* **ABOUT THIS TASK**
Going down the listing below, print exactly each line from the one with "pixel 304 782" up to and including the one with "pixel 186 167", and skip the rest.
** Opening DATA LISTING block **
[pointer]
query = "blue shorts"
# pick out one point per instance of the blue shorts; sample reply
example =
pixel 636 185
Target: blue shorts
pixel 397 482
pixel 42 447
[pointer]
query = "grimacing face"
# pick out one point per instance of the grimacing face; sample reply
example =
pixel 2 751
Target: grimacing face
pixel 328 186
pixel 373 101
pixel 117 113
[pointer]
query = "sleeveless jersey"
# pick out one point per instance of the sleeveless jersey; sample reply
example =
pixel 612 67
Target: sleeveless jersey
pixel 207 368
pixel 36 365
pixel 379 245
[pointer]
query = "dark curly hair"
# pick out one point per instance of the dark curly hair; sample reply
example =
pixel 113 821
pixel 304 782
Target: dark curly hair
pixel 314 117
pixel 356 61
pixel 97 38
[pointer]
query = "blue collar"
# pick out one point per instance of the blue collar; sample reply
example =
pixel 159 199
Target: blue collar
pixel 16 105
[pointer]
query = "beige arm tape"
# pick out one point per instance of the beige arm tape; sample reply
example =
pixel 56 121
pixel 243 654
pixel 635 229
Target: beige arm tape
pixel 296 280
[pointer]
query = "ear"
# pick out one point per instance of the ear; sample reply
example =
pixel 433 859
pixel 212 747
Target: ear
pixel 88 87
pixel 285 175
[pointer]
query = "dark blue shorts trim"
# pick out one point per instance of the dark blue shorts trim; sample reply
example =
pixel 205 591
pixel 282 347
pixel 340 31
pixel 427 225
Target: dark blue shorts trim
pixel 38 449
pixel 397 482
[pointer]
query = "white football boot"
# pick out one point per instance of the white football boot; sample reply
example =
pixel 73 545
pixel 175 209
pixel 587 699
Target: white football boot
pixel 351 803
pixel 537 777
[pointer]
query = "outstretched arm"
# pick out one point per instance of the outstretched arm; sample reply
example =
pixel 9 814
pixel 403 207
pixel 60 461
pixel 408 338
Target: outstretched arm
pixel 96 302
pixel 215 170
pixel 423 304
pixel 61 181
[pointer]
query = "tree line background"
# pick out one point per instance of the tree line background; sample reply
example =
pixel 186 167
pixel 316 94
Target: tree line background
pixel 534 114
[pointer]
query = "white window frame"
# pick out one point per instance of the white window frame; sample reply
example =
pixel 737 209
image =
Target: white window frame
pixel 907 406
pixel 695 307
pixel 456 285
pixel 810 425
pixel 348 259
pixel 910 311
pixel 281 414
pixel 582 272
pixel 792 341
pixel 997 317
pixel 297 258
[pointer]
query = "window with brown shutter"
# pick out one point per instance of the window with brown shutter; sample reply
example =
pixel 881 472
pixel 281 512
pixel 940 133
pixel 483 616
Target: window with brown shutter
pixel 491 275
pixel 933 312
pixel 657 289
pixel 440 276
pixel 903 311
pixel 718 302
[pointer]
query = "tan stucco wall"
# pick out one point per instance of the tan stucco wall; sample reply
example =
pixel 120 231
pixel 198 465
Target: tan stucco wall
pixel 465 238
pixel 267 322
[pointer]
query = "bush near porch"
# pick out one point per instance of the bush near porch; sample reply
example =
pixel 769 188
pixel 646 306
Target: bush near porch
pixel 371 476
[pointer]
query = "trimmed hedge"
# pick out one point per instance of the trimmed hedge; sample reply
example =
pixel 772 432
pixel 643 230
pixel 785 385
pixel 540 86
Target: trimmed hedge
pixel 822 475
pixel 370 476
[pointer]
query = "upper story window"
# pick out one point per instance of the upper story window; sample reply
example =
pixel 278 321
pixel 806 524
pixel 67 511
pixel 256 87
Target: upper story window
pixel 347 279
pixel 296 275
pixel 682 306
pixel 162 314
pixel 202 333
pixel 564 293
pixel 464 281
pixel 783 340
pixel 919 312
** Closing DATA LISTING block **
* **RESPONSE BOX**
pixel 304 782
Target: dark curly hair
pixel 314 117
pixel 356 61
pixel 97 38
[pointer]
query = "blue collar"
# pick out one point per instance of the blue collar; sample reply
example =
pixel 159 199
Target: blue collar
pixel 16 105
[pointer]
query = "beige arm tape"
# pick out one point per instance of the beige arm tape; sample reply
example =
pixel 56 121
pixel 243 654
pixel 635 229
Target: beige arm tape
pixel 296 280
[pointer]
query = "ear"
# pick out one point per instance of the ear; sample reply
example =
pixel 433 859
pixel 212 747
Target: ear
pixel 88 87
pixel 285 175
[pointer]
query = "dark blue shorts trim"
# pick out one point per instance of the dark blue shorts trim; sample reply
example =
pixel 205 591
pixel 282 347
pixel 340 31
pixel 427 225
Target: dark blue shorts trim
pixel 38 449
pixel 397 482
[pointer]
query = "white football boot"
# pick out one point per instance of the white football boot; sample reply
example =
pixel 73 545
pixel 175 209
pixel 587 699
Target: white football boot
pixel 351 803
pixel 537 777
[pointer]
query = "outstretched arm"
# pick out one point per instance of the outstretched arm; sample reply
example =
pixel 9 814
pixel 403 207
pixel 60 461
pixel 408 338
Target: outstretched arm
pixel 96 302
pixel 215 170
pixel 423 304
pixel 61 181
[pointer]
query = "tree line background"
# pick out one point per instance of the tree line background; sample reply
example =
pixel 186 167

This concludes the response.